* _READING PASSAGE_:
The world needs more Australian coal, not less
Most fairy tales contain important life lessons and as the father of five children I have read my fair share of them. Take The Big Bad Wolf. He is a frightening figure that huffs and puffs. He does a great job at scaring the first two little pigs to run away. But no matter how much he tries, he can’t blow the third house down.
I thought of The Big Bad Wolf while watching the violent protests at the International Mining Conference in Melbourne recently. The green and socialist activists (but I repeat myself) do a lot of huffing and puffing. They try to scare businesses and political parties into agreeing with them and make them run away.
As we saw at this year’s election, however, when people stand fast, these activists rarely blow the house down. In fact, some of the activists, like Bob Brown, helped deliver the very result they didn’t want. The swing to the Coalition in areas with above average mining employment was three times higher than the Australia-wide swing.
Of course, ultimately the little pigs could only stand firm because the third little pig built a house of bricks. The mining industry, indeed any industry that modifies God’s green earth for the benefit of humanity, is under attack. All the more reason that we should build a house of bricks to defend the progress that has delivered the remarkable modern world we live in.
That house of bricks must include forthrightly defending what industries like mining deliver to the world.
Reducing carbon emissions is just one of the seventeen Sustainable Development Goals that the United Nations has identified as important. We should try to reduce our carbon emissions but we should also seek to end poverty and hunger, deliver economic growth and provide people with decent work.
The greater use of high-quality Australian resources gets us closer to all of these goals. Whether it is the need to reduce poverty, improve air quality or reduce carbon emissions, the greater use of clean Australian coal, gas and other resources helps.

* _TASK ITEM 1_: In the opinion piece on Australian coal, how did the swing to the Coalition in areas with above-average mining employment compare with the Australia-wide swing?
* _TASK ITEM 2_: Summarize the opinion piece on Australian coal in two sentences.
* _TASK ITEM 3_: Extend the opinion piece on Australian coal from its final sentence.

* _DATA FOR ANALYSIS_:
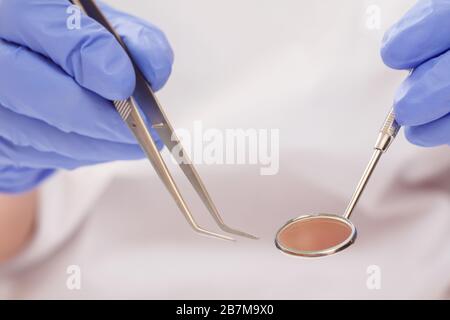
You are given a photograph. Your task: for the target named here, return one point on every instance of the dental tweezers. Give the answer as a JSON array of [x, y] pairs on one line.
[[128, 109]]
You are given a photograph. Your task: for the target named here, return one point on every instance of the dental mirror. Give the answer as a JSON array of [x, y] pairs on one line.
[[326, 234]]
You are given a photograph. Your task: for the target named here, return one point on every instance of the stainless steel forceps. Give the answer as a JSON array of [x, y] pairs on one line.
[[144, 97]]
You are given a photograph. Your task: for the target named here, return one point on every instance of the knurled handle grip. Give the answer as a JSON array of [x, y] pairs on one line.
[[388, 132]]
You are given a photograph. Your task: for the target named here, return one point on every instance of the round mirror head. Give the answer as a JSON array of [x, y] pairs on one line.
[[315, 236]]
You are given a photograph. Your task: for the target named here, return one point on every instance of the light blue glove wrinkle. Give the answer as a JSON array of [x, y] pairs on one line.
[[148, 44], [56, 85], [418, 36], [422, 103], [90, 54]]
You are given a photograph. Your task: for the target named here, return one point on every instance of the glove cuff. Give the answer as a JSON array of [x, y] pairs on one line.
[[19, 180]]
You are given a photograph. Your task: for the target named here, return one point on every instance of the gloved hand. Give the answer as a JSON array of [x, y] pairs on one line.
[[421, 40], [56, 87]]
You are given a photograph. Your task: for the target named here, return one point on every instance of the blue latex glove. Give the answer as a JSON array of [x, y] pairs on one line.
[[420, 40], [56, 87]]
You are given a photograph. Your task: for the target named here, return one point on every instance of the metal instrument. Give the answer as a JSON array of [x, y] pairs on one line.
[[143, 99], [326, 234]]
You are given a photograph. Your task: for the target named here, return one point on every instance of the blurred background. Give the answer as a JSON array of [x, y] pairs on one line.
[[311, 69]]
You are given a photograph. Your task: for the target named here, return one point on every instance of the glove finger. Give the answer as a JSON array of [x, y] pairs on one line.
[[33, 86], [418, 36], [148, 45], [42, 137], [431, 134], [425, 95], [90, 54]]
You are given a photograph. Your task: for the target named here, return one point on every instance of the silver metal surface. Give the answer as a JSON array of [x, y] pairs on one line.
[[386, 136], [317, 253], [144, 97]]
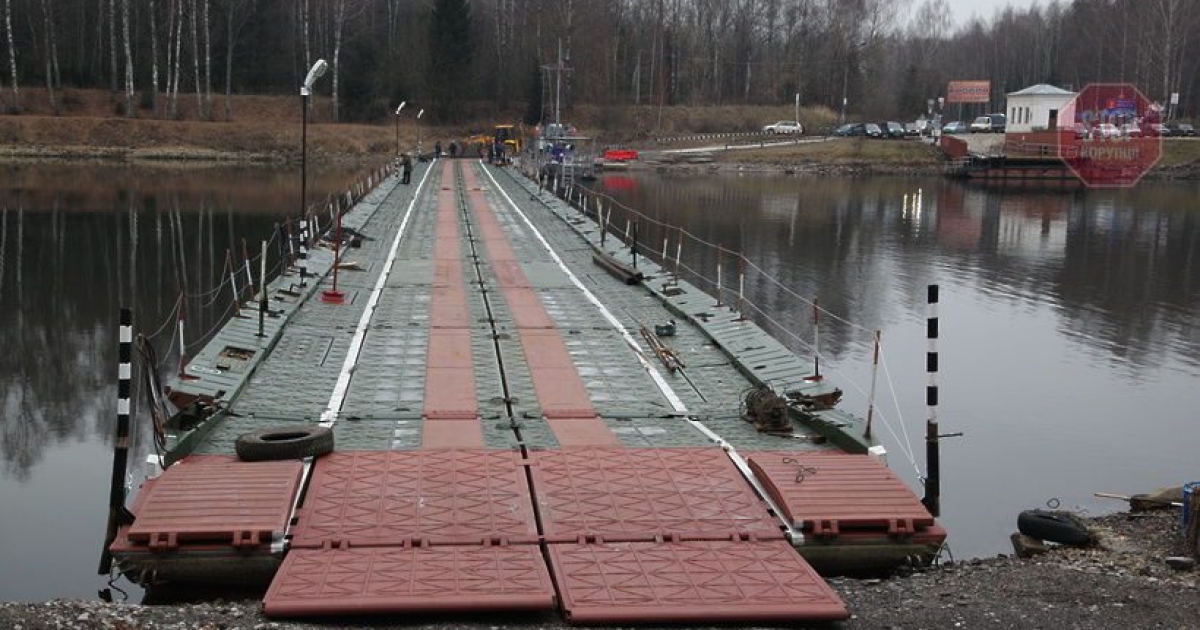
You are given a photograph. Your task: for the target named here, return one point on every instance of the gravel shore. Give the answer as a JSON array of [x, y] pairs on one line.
[[1123, 582]]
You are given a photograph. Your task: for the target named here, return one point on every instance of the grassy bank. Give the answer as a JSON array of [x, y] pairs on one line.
[[843, 153]]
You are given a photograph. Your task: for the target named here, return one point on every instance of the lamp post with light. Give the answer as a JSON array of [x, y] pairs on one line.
[[315, 73], [419, 132], [402, 103]]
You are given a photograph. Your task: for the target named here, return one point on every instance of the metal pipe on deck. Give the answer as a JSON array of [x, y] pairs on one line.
[[816, 340], [933, 498], [870, 397], [117, 513], [720, 259], [262, 292]]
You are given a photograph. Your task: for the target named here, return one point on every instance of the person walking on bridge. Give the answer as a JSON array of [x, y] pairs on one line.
[[406, 165]]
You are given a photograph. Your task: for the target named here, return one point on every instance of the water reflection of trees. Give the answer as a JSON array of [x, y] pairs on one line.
[[64, 273], [1121, 268]]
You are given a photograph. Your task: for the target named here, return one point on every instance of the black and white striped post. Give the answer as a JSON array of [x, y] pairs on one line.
[[303, 257], [262, 292], [933, 499], [117, 513]]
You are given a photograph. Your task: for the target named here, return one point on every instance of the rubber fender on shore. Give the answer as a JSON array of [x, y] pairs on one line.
[[1060, 527], [285, 443]]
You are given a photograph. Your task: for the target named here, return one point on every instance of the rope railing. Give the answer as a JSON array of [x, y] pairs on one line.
[[665, 244], [237, 275]]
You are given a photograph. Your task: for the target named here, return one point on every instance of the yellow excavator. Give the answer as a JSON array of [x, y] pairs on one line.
[[510, 137]]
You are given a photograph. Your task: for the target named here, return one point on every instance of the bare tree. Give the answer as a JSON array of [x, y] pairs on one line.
[[174, 63], [196, 61], [207, 111], [47, 27], [129, 59], [154, 59], [112, 43], [12, 54], [339, 23]]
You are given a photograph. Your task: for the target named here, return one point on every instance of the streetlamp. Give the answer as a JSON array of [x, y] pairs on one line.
[[397, 126], [419, 132], [315, 73]]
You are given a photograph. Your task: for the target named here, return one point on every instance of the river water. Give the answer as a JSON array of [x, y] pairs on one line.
[[1068, 355]]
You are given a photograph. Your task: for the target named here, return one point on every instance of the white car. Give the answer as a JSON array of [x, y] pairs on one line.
[[784, 126]]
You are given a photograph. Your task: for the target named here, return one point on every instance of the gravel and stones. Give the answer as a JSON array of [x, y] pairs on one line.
[[1123, 582]]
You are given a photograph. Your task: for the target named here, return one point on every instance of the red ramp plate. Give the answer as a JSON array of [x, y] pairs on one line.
[[420, 580], [690, 582], [216, 499], [828, 493], [384, 498]]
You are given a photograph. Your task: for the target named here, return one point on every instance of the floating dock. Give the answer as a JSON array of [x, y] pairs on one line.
[[508, 438]]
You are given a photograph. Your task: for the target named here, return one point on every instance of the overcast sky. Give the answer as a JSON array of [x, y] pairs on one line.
[[965, 9]]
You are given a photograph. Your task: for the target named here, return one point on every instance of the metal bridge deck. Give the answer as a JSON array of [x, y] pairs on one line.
[[828, 493], [497, 409]]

* _EXPECTED ANSWER 1_: It was three times higher than the Australia-wide swing.

* _EXPECTED ANSWER 2_: Using the fable of the third little pig's house of bricks, the piece argues that the mining industry must stand firm against activists and forthrightly defend what it delivers. It points to the election swing toward the Coalition in high-mining areas, then says that reducing carbon emissions is only one of the UN's seventeen Sustainable Development Goals and that greater use of Australian coal, gas and other resources helps with aims such as reducing poverty, improving air quality and cutting emissions.

* _EXPECTED ANSWER 3_:
In the case of reducing poverty we have seen that in our generation. In the mid-1980s, two-thirds of people in the Asia-Pacific region lived on less than US$1.90 per day. Today, less than five per cent of people in our region live on less than US$1.90 per day.
Over that same time period, the generation of electricity from fossil fuels in the Asia Pacific region has grown by more than sevenfold. It has been the use of affordable and reliable energy that has helped fuel the economic growth that has propelled so many out of poverty.
Almost two billion people are no longer impoverished thanks to the industrial and economic development of the Asia-Pacific, in part fuelled by Australian resources.
Our resources also help improve air quality because they so often replace poor quality fuels. For example, India still relies on straw, wood and other biomass for more than twenty per cent of its energy needs. All of these products when burnt in household stoves, or boilers at rudimentary factories, produce toxic concentrations of the particulates that create smog.
Australian coal is not burnt in such ways. Australian coal is used in modern coal-fired power stations that produce nowhere the same level of smog as the burning of biomass. Just look at Japan. Japan is powered by Australian coal and gas but has good air quality because it has become rich enough to afford modern energy production techniques.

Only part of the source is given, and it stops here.